◆ Task to carry out ◆
Transcribe the records in full; omit images.

(Dataset records)
==============================
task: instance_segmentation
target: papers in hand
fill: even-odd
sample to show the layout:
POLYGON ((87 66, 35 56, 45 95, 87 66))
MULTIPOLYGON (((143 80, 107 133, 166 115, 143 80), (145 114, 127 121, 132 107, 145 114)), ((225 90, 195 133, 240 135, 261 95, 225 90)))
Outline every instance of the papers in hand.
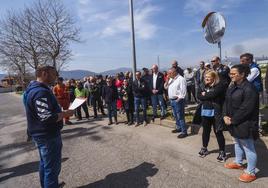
==============================
◆ Solution to this exercise ◆
task: instance_segmentation
target: papers in hand
fill: even-odd
sample to show the layout:
POLYGON ((87 66, 35 56, 45 95, 87 66))
MULTIPOLYGON (((143 80, 107 133, 166 115, 143 80), (145 114, 127 121, 132 107, 145 114)), ((225 90, 195 133, 240 135, 261 95, 225 90)))
Outline every instance of the papers in hand.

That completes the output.